__TO DO__.
1. Extract from the Christmas post, word for word, the passage from "At 9:30 am Friday, Christmas" up to and including "Sunday the 26th.".
2. Extend the post about the family's scaled-back Christmas by writing what follows its last sentence.

__EXCERPT PROVIDED__.
◇ ◇ ◇ ◇ ◇
Cockamamie traditions

Typically, on Christmas, my family has scaled back over the years. For the past 5 years my sister has had a disabling neurological condition. My sister and my mom have been also known to contract nasty cases of bronchitis in the weeks before Christmas. My dad gets random, yet frequently severe medical conditions out of the clear blue. So, when I make my way to California a day or two before Christmas, any decorations in my parents' house are usually left up to me - the only one who is still upright in the days before Christmas.

However, this year, I got in to my parents' house around 10:30 pm on the 23rd to find them in the midst of a massive sewing project for their church that needed to be done by about noon the next day. It hadn't been designed yet, much less patterened, and it was with a tricky material. So my first two hours was helping design it, pattern it, then finally collapse into bed around 1:30 am (after having been up nonstop since 3:30 am California time to make it to work at 6:30 am on Thursday morning).

At 9:30 am Friday, Christmas eve morn (it was really 8:30 but the clock in the bedroom hadn't been reset to standard time), I awoke to realize I had a WRETCHED migraine, which got progressively worse through the day regardless of medication, homeopathic remedies, rest, etc., and culminated in my arrival in Urgent Care at 9 pm Christmas eve for a dose of Demerol and Visterol which knocked me on my can for the rest of the night, the rest of Christmas day, and half of Sunday the 26th.

So this year, the Christmas decorations that were up when I got home were the sum total of the Christmas decorations we had. (see photo above) There's no scale, but that bad boy is about 7" tall and has flashy lights all around it. There was also a creche set in the other room. Mind you I'm not really complaining about that - I'd just as soon spend time with my family than feel duty bound to decorate when we're all half unconscious, but this was a little piteous, even for us...
◇ ◇ ◇ ◇ ◇
__DATA UNDER STUDY__.
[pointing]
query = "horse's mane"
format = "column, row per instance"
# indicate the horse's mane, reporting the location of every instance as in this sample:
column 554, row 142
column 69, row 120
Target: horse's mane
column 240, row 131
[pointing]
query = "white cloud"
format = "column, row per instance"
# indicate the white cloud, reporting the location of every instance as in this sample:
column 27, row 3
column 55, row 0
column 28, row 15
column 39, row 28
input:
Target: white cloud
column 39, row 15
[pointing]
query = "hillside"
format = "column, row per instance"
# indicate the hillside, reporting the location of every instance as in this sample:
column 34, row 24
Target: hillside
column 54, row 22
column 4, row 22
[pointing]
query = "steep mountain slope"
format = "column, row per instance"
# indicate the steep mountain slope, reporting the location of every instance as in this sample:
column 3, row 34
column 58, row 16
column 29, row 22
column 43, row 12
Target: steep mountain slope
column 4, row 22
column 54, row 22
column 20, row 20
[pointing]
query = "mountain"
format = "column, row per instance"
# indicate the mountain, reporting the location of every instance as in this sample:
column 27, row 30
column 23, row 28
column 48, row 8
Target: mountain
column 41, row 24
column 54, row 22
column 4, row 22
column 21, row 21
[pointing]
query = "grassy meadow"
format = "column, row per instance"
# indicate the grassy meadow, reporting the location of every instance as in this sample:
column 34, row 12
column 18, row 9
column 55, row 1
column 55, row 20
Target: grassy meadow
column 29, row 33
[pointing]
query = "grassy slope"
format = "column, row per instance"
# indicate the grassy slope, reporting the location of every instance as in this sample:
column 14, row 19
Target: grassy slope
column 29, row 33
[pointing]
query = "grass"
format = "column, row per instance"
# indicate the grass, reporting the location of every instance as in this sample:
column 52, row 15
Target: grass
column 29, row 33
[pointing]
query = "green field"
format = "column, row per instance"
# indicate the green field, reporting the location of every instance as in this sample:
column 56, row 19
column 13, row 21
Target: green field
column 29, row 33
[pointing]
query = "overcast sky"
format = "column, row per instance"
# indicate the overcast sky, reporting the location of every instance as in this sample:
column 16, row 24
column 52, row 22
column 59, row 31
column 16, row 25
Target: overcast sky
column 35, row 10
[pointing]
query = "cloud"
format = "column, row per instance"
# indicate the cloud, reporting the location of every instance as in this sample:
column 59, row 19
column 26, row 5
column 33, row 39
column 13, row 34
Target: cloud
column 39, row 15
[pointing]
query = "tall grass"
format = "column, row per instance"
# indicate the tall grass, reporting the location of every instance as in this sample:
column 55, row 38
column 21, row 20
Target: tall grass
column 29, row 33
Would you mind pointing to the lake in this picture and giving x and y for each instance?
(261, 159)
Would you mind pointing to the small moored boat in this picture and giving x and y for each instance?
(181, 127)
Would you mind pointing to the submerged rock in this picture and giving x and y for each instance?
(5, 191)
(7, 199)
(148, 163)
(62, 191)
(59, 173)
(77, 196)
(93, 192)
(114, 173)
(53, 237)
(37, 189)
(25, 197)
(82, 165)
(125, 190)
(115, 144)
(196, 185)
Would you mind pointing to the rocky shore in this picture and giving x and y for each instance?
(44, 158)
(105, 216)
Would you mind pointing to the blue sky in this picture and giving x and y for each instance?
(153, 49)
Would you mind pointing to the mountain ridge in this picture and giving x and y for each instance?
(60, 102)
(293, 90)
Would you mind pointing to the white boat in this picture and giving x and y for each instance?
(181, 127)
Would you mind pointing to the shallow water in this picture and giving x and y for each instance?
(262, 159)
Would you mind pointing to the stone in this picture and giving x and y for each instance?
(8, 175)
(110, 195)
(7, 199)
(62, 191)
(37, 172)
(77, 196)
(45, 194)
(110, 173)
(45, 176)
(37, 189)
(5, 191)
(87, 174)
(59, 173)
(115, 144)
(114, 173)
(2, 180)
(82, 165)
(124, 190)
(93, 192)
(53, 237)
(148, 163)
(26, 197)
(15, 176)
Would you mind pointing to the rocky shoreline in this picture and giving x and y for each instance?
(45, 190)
◇ ◇ ◇ ◇ ◇
__TASK ANSWERS__.
1.
At 9:30 am Friday, Christmas eve morn (it was really 8:30 but the clock in the bedroom hadn't been reset to standard time), I awoke to realize I had a WRETCHED migraine, which got progressively worse through the day regardless of medication, homeopathic remedies, rest, etc., and culminated in my arrival in Urgent Care at 9 pm Christmas eve for a dose of Demerol and Visterol which knocked me on my can for the rest of the night, the rest of Christmas day, and half of Sunday the 26th.

2.
1 comments:

Chris Thursday, December 30, 2004 5:48:00 am  

Yo
Russia is cold, yes, though not much colder than thenorthern US. It's just that winter lasts a lot longer (8 months, I kid you not) and you are outside a lot more often, usually walking in it.

I'm more or less on track to survive, but I'm lucky, Lots of fresh food, exercise, a taken-care-of life and all. It's enough to make me think that I could do this for a while.

Except I most certainly can not. The job I have now is isolated, remote, cut-off, and lonely, and all because of the rules imposed by my ultimate employer. Not even the Marines at the embassy are under as much restriction as I and my colleagues are.

It's the missile inspection aspect of it, I guess. The US military does not want its or its subcontracted employees compromised. Though by what I don't know. Probably women is my guess.

I work for Raytheon, the subcontractor. I'm a translator. Mostly it's easy, and I'm way over-qualified, but the deal is that it's money, a tax-exempt status, and lots of down time. The way I see it, the work I do for free, it's the waiting-around and the deprivation that they pay for.